** Problem description **
Copy out the entire text on the bipartisan National Commission on Hunger report word for word, from its date line to its final sentence.

** Page excerpt **
+--

Tuesday, January 5, 2016

What would it look like if Republicans and Democrats worked together to reduce U.S. hunger?

What would federal policy look like if Republicans and Democrats worked together to reduce U.S. hunger?

It would probably look like this new report released yesterday by the bipartisan National Commission on Hunger.

Key features of a bipartisan approach:
  • The membership really would be bipartisan. The commission included leading people nominated by the GOP-controlled House (3 Republicans and 2 Democrats) and the Democrat-led Senate (3 Democrats and 2 Republicans). The co-leaders included Mariana Chilton (a professor at Drexel University and director of the Center for Hunger-Free Communities) and Robert Doar (a Fellow in Poverty Studies at the conservative-leaning American Enterprise Institute).
  • The diagnosis of the causes of hunger would include comparatively Republican themes (labor markets and broken marriages) and Democratic themes (injustice and lack of program access).
  • The recommendations would honor the positive contribution of major nutrition assistance programs, while suggesting new measures to increase their healthfulness (including both incentives and -- notably -- a modest sugar sweetened beverage limitation) and their support for employment effort.
Current anti-hunger policy is characterized by a massive gulf between program critics (treating legitimate anti-hunger functions as equivalent to government waste) and program supporters (treating even small proposed program changes as a matter of life-and-death). Clearly, this commission report is not written quite as a committed anti-hunger advocate would choose. Yet, I much prefer the anti-hunger strategy proposed by this commission to the current state of debate in this country.

+--

** Data records **
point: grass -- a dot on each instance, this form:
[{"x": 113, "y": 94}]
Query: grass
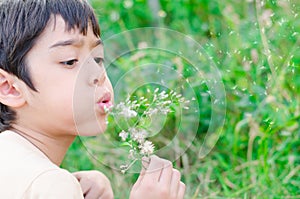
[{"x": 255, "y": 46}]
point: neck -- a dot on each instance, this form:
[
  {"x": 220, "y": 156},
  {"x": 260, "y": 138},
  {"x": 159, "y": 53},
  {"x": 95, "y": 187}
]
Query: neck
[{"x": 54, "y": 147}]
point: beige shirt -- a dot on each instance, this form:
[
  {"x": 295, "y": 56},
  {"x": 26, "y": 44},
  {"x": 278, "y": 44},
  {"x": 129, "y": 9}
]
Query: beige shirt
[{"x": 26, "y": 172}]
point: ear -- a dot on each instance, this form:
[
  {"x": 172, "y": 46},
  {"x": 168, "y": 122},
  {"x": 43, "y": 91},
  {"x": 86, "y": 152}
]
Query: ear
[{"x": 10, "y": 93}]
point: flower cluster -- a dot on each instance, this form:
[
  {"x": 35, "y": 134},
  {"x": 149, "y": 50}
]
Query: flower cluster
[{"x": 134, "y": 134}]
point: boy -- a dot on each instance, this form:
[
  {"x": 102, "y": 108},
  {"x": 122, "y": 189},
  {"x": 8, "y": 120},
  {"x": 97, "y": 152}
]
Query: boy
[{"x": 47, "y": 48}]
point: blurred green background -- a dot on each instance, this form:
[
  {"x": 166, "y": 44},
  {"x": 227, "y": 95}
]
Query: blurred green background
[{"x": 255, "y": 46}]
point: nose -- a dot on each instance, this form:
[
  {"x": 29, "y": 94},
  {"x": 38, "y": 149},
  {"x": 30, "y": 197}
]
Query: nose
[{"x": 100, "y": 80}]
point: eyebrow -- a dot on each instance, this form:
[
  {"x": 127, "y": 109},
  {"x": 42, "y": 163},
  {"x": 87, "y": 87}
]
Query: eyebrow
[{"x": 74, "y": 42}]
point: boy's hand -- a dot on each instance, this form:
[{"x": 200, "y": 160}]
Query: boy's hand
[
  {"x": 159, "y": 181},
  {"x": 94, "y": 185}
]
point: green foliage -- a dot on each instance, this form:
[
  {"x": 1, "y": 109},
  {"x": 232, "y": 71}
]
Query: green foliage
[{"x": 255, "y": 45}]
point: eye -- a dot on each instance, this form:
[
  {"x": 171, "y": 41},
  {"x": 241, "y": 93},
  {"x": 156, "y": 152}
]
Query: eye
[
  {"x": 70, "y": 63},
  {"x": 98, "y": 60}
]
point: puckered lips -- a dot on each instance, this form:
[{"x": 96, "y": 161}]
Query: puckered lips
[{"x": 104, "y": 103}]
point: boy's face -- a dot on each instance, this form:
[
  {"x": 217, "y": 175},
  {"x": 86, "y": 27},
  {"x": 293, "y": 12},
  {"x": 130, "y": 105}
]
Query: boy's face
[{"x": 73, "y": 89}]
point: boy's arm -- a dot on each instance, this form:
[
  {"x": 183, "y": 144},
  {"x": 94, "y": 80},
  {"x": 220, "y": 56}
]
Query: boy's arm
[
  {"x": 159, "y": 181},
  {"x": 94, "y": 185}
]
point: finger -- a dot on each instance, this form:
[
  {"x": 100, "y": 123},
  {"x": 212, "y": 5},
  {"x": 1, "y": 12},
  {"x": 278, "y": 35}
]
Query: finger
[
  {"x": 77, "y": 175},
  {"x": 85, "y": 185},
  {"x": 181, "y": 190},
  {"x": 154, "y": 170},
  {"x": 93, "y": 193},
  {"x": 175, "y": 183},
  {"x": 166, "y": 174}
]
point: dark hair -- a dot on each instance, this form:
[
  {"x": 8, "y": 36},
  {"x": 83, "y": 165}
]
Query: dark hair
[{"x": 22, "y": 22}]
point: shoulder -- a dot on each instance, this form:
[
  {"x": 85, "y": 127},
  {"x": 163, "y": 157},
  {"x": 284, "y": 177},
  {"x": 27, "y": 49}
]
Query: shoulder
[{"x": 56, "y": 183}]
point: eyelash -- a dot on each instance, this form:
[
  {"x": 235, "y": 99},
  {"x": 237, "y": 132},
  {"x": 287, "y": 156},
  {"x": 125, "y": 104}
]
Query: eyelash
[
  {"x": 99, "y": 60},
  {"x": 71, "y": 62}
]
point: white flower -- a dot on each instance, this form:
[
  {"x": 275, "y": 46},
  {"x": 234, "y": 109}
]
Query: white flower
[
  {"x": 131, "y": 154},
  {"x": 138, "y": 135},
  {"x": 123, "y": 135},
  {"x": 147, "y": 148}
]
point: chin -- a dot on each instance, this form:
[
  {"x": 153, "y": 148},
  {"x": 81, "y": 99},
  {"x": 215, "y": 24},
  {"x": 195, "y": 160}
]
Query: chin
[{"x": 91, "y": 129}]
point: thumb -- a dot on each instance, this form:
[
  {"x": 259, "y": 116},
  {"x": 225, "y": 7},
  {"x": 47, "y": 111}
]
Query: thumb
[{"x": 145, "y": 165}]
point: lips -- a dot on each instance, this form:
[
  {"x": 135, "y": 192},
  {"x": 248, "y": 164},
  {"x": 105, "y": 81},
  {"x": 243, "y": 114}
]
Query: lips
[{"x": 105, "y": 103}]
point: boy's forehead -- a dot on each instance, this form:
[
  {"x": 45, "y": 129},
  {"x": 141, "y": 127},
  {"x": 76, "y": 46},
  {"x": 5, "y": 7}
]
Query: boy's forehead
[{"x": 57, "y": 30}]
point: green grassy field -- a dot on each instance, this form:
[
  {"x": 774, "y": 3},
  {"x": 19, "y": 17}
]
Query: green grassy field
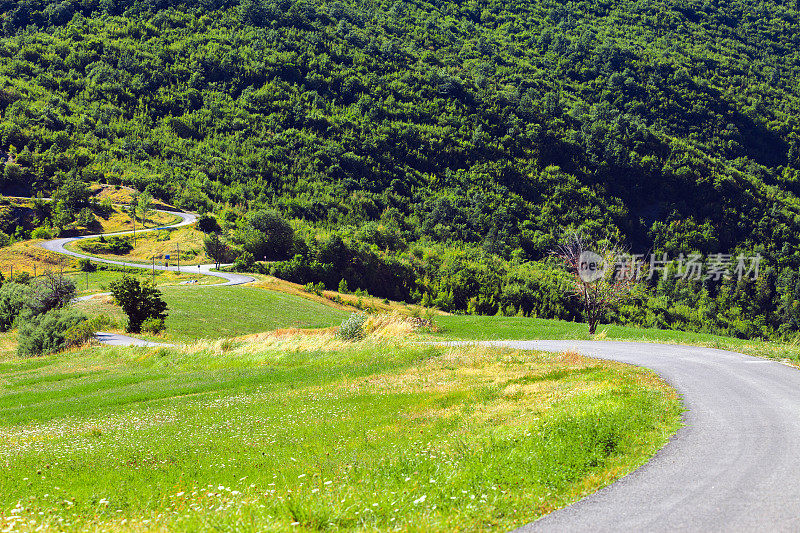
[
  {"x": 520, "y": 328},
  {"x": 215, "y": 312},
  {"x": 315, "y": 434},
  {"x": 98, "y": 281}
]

+--

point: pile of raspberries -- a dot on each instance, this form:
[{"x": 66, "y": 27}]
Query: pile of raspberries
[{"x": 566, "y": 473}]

+--

** Response **
Tuesday, January 5, 2016

What would it look like if Republicans and Democrats worked together to reduce U.S. hunger?

What would federal policy look like if Republicans and Democrats worked together to reduce U.S. hunger?

It would probably look like this new report released yesterday by the bipartisan National Commission on Hunger.

Key features of a bipartisan approach:
  • The membership really would be bipartisan. The commission included leading people nominated by the GOP-controlled House (3 Republicans and 2 Democrats) and the Democrat-led Senate (3 Democrats and 2 Republicans). The co-leaders included Mariana Chilton (a professor at Drexel University and director of the Center for Hunger-Free Communities) and Robert Doar (a Fellow in Poverty Studies at the conservative-leaning American Enterprise Institute).
  • The diagnosis of the causes of hunger would include comparatively Republican themes (labor markets and broken marriages) and Democratic themes (injustice and lack of program access).
  • The recommendations would honor the positive contribution of major nutrition assistance programs, while suggesting new measures to increase their healthfulness (including both incentives and -- notably -- a modest sugar sweetened beverage limitation) and their support for employment effort.
Current anti-hunger policy is characterized by a massive gulf between program critics (treating legitimate anti-hunger functions as equivalent to government waste) and program supporters (treating even small proposed program changes as a matter of life-and-death). Clearly, this commission report is not written quite as a committed anti-hunger advocate would choose. Yet, I much prefer the anti-hunger strategy proposed by this commission to the current state of debate in this country.